Новизна исследования. Парафраза сакрального текста (канонических Евангелий) впервые изучается как целостная лингвокультурологическая проблема, позволяющая сделать научные выводы: 1) о разных типах парафразирования, предполагающего согласие или несогласие с сюжетом и стилем первоисточника; 2) об интерпретационных кодах и методах восприятия парафраз; 3) о языковых личностях, ответственных за парафразы сакрального текста.
Объект исследования - парафраза сакрального (евангельского) текста как языковой и лингвокультурологический феномен, как система методов творческого (диалогического, иногда неизбежно конфликтного) пересказа архетипической истории с компромиссным сохранением внешней формы и актуализацией внутреннего содержания.
Предмет исследования - лингвистические и
лингвокультурологические аспекты корректного, расширяющего изложения или субъективной инверсии, трансформации сакрального текста.
МатериалОіМ исследовании стали художественные тексты и тексты, по принципам своей организации сближающиеся с художественной словесностью: поэма Нонна из Хмима «Деяния Иисуса: Парафраза Святого Евангелия от Иоанна», книги Э. Ренана («Жизнь Иисуса») и Ф. Мориака («Жизнь Иисуса»), роман М. Булгакова «Мастер и Маргарита», роман И. Мицовой «Следуй за Мной», роман Н. Мейлера «Евангелие от Сына Божия». Ключевую позицию занимает текст американского писателя. Объясним причины специального обращения именно к этому произведению. 1) Роман Н. Мейлера - последний по времени текст, являющийся парафразой евангельских событий и получивший при этом всемирную известность, отраженную в переводе на многие языки. Отчасти в этой известности «виноват» сам сюжет, не менее важна значимость Мейлера как знаменитого автора. Когда писатель, имеющий имя, обращается к парафразе классических сюжетов, интерес только усиливается. 2) Роман Н. Мейлера отвечает основному признаку парафразы - воспроизведению основных событий первоисточника, которое становится основой для дальнейших художественных истолкований. «Евангелие от Сына Божия» вполне можно назвать парафразой. 3) Роман Н. Мейлера представляется нам знаковым событием рубежа веков и тысячелетий, по крайней мере, знаковым для судеб парафразы. Подробнее об этом речь пойдет в основном тексте диссертации, здесь подчеркнем главное. Рассматривая «Евангелие от Сына Божия», мы видим, как внешнее соответствие евангельским событиям, желание их добросовестно пересказать совершенно не согласуется с мировоззренческими и языковыми основами произведения, которые вступают в противоречие с формально закономерным воспроизведением
событий жизни Иисуса Христа. Роман Н. Мейлера - инверсионная парафраза, парафраза-трансформация.

(Строки набора данных для указания на объекты)
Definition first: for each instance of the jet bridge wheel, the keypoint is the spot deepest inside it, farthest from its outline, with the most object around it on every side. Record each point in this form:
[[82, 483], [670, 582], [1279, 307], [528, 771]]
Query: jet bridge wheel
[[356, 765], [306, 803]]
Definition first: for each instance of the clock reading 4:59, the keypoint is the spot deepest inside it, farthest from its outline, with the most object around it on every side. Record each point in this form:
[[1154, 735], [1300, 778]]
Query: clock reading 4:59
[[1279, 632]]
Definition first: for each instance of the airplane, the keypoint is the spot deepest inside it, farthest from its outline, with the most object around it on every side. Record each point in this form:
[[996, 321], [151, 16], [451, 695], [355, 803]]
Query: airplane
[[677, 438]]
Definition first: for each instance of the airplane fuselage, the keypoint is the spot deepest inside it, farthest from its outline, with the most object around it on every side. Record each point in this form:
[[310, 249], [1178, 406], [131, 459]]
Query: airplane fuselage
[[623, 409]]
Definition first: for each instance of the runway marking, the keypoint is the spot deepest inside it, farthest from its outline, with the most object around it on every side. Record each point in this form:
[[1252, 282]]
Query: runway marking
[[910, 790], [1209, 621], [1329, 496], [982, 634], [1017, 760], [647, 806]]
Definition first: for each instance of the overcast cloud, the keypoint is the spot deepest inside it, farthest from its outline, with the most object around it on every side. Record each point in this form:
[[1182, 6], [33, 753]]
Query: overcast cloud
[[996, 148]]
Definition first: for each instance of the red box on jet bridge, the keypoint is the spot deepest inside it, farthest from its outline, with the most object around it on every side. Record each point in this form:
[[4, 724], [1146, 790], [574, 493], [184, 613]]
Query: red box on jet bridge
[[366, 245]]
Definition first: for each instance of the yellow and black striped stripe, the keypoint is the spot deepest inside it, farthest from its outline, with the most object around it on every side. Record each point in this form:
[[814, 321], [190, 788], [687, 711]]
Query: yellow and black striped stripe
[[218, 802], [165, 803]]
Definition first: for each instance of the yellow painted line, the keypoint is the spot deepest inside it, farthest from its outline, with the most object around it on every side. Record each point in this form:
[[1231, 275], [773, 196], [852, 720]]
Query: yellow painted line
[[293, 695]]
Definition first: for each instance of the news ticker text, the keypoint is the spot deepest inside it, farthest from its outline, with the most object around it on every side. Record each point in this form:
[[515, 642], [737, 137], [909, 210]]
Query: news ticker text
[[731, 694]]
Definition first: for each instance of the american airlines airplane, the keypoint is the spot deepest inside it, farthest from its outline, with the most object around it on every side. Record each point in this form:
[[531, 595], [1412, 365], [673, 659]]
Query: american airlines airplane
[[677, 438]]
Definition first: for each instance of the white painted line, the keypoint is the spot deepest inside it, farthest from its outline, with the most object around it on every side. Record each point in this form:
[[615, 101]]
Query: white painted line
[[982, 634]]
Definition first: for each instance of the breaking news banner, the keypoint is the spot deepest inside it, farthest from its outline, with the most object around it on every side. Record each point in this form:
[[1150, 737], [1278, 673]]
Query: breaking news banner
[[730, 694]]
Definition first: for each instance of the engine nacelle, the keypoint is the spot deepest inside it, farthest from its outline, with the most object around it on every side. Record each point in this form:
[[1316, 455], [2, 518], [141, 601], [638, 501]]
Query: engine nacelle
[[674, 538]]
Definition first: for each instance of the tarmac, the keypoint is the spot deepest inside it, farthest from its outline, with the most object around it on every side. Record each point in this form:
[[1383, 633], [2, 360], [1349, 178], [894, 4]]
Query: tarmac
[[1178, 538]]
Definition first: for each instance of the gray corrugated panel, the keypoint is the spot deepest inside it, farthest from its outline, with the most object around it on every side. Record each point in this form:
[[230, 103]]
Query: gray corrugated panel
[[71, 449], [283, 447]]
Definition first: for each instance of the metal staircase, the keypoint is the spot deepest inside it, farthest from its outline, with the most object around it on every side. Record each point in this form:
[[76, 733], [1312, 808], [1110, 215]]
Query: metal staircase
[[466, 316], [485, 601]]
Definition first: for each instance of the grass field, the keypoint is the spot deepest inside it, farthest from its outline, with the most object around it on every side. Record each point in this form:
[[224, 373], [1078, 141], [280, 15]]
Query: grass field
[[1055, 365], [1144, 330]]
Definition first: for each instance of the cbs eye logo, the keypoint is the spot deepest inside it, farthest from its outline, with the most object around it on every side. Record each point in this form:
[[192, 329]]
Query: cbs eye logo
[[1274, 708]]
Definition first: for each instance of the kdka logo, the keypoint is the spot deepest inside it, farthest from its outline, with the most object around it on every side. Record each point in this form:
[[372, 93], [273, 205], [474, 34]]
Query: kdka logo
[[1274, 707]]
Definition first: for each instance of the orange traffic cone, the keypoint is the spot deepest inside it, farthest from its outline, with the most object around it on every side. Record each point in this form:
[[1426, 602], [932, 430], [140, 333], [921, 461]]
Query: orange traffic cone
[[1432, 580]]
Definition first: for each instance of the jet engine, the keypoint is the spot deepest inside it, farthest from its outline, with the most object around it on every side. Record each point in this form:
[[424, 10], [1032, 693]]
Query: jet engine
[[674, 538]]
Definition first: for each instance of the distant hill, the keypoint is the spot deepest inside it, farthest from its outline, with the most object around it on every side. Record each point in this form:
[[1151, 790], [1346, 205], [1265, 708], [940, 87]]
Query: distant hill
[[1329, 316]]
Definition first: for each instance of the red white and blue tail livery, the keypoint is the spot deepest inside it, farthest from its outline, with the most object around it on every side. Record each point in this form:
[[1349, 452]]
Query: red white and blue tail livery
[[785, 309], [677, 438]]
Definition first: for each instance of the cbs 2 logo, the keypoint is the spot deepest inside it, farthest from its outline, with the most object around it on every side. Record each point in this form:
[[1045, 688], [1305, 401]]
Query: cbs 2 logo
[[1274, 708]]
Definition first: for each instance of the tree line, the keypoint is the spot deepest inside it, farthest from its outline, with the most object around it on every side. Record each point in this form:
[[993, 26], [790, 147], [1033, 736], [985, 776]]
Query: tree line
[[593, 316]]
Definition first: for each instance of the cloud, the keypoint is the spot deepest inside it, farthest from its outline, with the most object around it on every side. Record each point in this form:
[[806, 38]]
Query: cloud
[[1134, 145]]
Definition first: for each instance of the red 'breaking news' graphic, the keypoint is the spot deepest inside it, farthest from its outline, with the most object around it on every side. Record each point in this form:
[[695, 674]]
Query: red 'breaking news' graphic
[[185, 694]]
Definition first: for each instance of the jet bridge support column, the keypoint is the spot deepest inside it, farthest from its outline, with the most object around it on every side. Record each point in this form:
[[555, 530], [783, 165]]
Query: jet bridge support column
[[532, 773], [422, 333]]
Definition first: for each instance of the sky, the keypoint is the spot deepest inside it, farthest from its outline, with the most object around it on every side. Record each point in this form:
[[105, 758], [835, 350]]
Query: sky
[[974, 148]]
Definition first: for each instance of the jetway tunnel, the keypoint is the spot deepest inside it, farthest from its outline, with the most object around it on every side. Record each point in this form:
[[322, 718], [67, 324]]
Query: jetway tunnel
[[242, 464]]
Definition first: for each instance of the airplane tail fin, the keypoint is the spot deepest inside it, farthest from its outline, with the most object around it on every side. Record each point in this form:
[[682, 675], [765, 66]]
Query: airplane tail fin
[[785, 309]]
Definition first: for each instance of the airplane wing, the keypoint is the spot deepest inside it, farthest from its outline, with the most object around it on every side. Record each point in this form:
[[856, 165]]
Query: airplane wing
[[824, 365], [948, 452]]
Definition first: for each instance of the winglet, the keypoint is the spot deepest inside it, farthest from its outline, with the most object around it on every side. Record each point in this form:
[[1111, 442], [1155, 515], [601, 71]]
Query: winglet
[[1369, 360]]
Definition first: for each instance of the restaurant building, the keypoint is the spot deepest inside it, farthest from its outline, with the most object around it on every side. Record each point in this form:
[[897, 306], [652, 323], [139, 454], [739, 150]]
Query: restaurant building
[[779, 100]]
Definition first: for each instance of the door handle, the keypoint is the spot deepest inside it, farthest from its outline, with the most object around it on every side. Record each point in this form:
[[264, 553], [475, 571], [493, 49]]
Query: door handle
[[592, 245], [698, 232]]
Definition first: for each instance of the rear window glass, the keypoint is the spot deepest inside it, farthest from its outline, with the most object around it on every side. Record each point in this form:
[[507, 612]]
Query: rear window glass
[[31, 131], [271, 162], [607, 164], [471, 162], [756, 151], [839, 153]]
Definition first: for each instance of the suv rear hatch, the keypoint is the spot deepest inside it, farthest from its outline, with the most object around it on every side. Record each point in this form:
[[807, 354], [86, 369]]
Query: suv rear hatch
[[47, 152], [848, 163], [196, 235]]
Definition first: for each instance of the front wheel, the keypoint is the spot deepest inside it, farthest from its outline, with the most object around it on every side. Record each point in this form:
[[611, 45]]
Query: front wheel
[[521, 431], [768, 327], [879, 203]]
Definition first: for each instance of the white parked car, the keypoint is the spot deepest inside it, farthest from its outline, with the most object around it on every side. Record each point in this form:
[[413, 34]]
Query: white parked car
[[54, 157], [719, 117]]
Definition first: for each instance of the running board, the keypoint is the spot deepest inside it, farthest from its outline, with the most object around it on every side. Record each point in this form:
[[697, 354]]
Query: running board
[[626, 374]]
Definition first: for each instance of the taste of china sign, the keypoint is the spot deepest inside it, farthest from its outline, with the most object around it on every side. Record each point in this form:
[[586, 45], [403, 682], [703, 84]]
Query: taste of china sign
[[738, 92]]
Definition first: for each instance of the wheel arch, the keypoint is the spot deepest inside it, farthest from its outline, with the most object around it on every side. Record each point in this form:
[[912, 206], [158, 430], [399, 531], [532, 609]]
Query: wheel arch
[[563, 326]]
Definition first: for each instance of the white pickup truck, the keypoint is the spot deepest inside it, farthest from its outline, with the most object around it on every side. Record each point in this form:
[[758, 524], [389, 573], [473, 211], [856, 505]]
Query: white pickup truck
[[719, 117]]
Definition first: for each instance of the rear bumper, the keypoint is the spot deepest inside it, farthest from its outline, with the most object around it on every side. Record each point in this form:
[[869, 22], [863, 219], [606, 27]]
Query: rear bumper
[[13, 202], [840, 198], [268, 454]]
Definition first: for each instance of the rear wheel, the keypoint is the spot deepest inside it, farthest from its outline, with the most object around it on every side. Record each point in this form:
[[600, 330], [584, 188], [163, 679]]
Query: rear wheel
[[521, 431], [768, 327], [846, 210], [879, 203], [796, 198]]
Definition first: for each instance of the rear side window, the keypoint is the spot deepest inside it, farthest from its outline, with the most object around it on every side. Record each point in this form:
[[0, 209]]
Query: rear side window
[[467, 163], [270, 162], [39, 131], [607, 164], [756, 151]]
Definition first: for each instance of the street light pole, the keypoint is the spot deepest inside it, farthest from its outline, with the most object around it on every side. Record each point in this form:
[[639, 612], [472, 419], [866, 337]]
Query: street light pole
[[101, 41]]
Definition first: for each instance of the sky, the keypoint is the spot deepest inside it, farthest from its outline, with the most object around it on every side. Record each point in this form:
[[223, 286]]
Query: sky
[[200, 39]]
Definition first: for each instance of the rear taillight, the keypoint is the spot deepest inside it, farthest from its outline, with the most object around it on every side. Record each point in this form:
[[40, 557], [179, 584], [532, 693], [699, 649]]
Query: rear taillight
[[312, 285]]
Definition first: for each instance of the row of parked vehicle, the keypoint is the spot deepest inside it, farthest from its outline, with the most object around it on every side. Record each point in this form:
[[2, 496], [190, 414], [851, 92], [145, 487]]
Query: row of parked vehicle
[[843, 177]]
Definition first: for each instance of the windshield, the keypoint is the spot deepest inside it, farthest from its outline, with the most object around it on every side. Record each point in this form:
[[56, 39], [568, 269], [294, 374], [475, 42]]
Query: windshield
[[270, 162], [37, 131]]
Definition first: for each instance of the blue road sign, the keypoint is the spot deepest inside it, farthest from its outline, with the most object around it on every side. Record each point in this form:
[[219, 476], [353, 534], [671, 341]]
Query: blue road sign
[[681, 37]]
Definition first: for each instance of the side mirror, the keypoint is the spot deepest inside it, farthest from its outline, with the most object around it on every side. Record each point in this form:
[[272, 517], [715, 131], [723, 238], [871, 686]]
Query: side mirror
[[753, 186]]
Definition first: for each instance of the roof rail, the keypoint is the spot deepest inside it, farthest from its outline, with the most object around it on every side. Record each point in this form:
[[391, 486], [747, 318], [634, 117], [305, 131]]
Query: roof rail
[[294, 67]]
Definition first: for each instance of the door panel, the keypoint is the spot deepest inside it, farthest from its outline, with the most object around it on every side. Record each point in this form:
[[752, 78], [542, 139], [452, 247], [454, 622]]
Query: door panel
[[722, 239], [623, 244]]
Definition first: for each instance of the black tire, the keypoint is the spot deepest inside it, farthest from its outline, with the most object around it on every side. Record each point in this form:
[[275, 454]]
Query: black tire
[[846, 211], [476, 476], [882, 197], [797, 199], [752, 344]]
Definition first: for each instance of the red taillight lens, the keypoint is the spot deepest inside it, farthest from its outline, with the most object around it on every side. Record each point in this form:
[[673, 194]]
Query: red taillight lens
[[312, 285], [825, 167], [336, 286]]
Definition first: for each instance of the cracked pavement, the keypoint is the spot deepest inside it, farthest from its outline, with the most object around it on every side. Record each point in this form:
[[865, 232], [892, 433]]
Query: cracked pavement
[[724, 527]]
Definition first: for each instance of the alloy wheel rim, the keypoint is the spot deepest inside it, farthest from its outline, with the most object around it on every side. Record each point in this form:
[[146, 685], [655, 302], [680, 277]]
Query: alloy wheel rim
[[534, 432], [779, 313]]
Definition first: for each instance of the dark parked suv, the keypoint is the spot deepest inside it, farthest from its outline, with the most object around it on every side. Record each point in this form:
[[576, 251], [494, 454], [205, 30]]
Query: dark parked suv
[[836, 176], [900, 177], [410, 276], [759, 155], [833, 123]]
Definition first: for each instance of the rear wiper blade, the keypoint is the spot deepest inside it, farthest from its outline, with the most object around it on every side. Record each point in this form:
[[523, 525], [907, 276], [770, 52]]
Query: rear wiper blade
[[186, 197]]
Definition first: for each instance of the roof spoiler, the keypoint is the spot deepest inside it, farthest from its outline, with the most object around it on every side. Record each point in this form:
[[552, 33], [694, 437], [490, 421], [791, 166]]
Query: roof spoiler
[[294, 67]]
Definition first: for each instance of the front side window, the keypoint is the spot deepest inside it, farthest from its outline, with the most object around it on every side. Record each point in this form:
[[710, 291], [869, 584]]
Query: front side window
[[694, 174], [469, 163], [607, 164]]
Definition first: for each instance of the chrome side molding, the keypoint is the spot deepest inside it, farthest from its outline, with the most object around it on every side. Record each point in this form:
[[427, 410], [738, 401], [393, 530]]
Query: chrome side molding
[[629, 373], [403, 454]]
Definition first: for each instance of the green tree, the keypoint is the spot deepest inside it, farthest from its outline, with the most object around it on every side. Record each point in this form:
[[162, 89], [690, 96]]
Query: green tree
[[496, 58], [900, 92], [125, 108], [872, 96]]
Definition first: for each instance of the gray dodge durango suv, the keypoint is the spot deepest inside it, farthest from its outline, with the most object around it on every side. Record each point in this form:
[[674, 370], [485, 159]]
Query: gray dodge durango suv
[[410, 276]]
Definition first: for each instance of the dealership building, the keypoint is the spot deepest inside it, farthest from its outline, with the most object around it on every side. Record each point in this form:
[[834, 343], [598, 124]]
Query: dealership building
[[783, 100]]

Что сделать -
**a.** Воспроизведите без изменений отрывок из фрагмента о парафразе евангельского текста, начиная со слов «Объект исследования - парафраза» и до слов «актуализацией внутреннего содержания.» включительно.
**b.** Каким видом парафразы назван роман Н. Мейлера во фрагменте о парафразе евангельского текста?

Выполненное задание -
**a.**
Объект исследования - парафраза сакрального (евангельского) текста как языковой и лингвокультурологический феномен, как система методов творческого (диалогического, иногда неизбежно конфликтного) пересказа архетипической истории с компромиссным сохранением внешней формы и актуализацией внутреннего содержания.

**b.** Инверсионной парафразой, парафразой-трансформацией.